Plus globalement, l’OTAN et la Russie jouent à se faire peur en jouant des muscles et en se menaçant l’un l’autre de mesures coercitives si un incident se produit ce qui, dans la situation explosive actuelle, est tout à fait possible. Il sera juste intéressant de savoir qui a « tiré le premier » et s’il ne s’agit pas d’une provocation destinée à mettre le feu aux poudres.

Le général Sir Nick Carter, le chef d’état major britannique descendant (remplacé par l’amiral Sir Tony Radakin) lors de sa dernière interview à CNN à la mi-novembre a déclaré qu’il craignait plus aujourd’hui le déclenchement d’un conflit accidentel avec la Russie que durant la Guerre froide en raison de la multiplication des acteurs aux objectifs différents.

À noter que la Russie aurait effectivement prépositionné des unités blindées à proximité de la frontière ukrainienne, ce qui permet au président Zelensky de réclamer la présence de troupes étrangères sur son sol. Il convient de souligner que le souhait le plus cher de Zelensky est de rejoindre l’Union européenne et l’OTAN ce qui constituerait une « assurance vie » pour l’Ukraine.
Il faut se rappeler que Moscou reproche à Kiev de ne pas respecter les termes de l’accord de Minsk accordant temporairement l’autonomie locale des régions de Donestk et de Lougansk. En effet, les Ukrainiens ne veulent pas de cet accord signé par l’ancien président Petro Porochenko alors que l’armée ukrainienne était en position de faiblesse. Toutefois, des négociations discrètes seraient en préparation pour tenter de débloquer la situation.

La réunion annuelle des ministres de l’Organisation pour la sécurité et la coopération en Europe (OSCE) dont les États-Unis et la Russie sont tous deux membres, va se tenir en fin de semaine à Stockholm en présence du secrétaire d’État américain Anthony Blinken et du ministre russe des Affaire étrangères, Sergueï Lavrov. C’est la première fois depuis 2017 que les représentants américain et russe seront présents ensembles à cette réunion.

Mais, par ailleurs, les Américains et les Russes semblent renouer avec la course aux armements, le président Poutine ayant annoncé le 30 novembre l’essai d’armes hypersoniques (le Zirkon) tirées depuis des navires de surface et de sous-marins pouvant évoluer à Mach 9(1). Pour lui, c’est la réponse nécessaire aux « actions occidentales ». Ces armes devraient être livrées à la marine russe à partir de 2022. Plus inquiétant, il a sommé les Occidentaux de ne pas « franchir la ligne rouge » en Ukraine, en particulier en délivrant des armements sophistiqués (Kiev aurait reçu des missiles anti-chars américains Javelin). Bien sûr, il n’a pas défini où se situait exactement cette « ligne rouge ».

Données d'expressions référentielles à partir de photos:
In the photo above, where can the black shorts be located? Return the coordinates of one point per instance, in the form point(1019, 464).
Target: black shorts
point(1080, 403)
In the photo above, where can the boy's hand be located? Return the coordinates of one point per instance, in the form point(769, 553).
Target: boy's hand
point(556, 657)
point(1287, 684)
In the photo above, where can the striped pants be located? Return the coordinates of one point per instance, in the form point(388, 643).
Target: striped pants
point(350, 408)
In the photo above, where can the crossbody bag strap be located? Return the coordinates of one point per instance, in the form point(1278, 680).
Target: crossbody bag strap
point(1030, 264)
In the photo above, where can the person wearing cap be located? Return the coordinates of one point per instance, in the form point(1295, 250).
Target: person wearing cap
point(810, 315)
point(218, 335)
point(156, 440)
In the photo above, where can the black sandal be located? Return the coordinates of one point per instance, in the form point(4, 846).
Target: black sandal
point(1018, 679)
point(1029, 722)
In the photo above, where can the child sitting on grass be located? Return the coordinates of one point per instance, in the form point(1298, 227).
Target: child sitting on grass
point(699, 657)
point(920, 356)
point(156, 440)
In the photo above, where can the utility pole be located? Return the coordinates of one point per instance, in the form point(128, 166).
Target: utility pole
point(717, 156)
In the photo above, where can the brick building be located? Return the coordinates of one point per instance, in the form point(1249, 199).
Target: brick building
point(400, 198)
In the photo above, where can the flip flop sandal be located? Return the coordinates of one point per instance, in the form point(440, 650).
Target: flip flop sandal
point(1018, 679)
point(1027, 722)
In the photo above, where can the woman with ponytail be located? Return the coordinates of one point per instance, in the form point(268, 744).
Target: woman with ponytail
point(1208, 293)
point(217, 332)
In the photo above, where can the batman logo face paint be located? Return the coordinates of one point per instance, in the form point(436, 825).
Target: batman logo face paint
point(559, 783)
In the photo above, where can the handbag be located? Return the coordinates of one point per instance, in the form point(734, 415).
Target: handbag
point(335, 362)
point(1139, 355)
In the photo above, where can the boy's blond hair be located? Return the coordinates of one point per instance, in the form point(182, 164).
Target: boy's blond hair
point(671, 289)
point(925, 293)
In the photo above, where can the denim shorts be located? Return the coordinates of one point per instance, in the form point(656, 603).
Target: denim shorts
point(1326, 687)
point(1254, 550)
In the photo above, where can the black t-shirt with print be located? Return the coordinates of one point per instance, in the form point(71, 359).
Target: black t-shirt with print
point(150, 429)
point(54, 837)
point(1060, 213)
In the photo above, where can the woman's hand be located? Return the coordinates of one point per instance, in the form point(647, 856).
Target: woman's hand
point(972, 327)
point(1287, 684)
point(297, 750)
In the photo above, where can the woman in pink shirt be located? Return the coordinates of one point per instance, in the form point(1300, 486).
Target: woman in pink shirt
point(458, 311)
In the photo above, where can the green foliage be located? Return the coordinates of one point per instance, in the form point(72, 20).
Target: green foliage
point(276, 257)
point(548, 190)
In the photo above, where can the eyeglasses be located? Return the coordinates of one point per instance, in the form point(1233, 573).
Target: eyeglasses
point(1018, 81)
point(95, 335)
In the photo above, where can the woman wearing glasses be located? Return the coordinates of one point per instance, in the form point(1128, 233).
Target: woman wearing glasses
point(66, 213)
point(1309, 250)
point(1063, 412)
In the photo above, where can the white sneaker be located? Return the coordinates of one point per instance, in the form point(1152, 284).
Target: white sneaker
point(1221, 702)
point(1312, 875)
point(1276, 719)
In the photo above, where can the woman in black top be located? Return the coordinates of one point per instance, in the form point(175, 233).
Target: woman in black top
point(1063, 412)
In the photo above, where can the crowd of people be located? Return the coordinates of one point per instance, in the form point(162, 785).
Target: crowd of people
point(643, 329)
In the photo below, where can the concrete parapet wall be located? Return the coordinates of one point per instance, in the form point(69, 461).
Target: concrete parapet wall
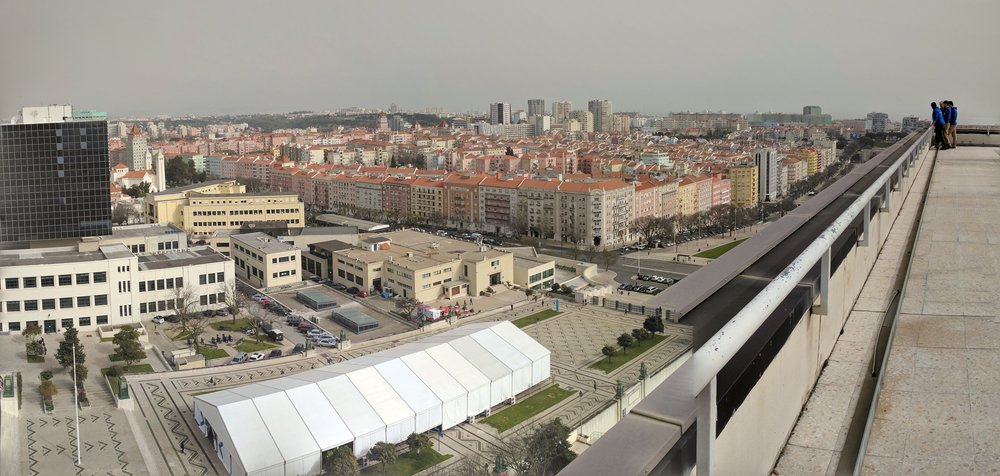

(Série de tâches):
1 > Selon le texte sur les tensions entre l'OTAN et la Russie, pour quelle raison le général Sir Nick Carter redoute-t-il aujourd'hui, plus que pendant la Guerre froide, un conflit accidentel avec la Russie ? Répondez en une à trois phrases.
2 > Veuillez recopier, dans le texte sur les tensions entre l'OTAN et la Russie, le passage allant de « Il faut se rappeler » jusqu'à « à cette réunion. », en y remplaçant « Moscou » par « le Kremlin ».

(Réponses):
1 > Il redoute davantage un conflit accidentel avec la Russie aujourd'hui en raison de la multiplication des acteurs aux objectifs différents.

2 >
Il faut se rappeler que le Kremlin reproche à Kiev de ne pas respecter les termes de l’accord de Minsk accordant temporairement l’autonomie locale des régions de Donestk et de Lougansk. En effet, les Ukrainiens ne veulent pas de cet accord signé par l’ancien président Petro Porochenko alors que l’armée ukrainienne était en position de faiblesse. Toutefois, des négociations discrètes seraient en préparation pour tenter de débloquer la situation.

La réunion annuelle des ministres de l’Organisation pour la sécurité et la coopération en Europe (OSCE) dont les États-Unis et la Russie sont tous deux membres, va se tenir en fin de semaine à Stockholm en présence du secrétaire d’État américain Anthony Blinken et du ministre russe des Affaire étrangères, Sergueï Lavrov. C’est la première fois depuis 2017 que les représentants américain et russe seront présents ensembles à cette réunion.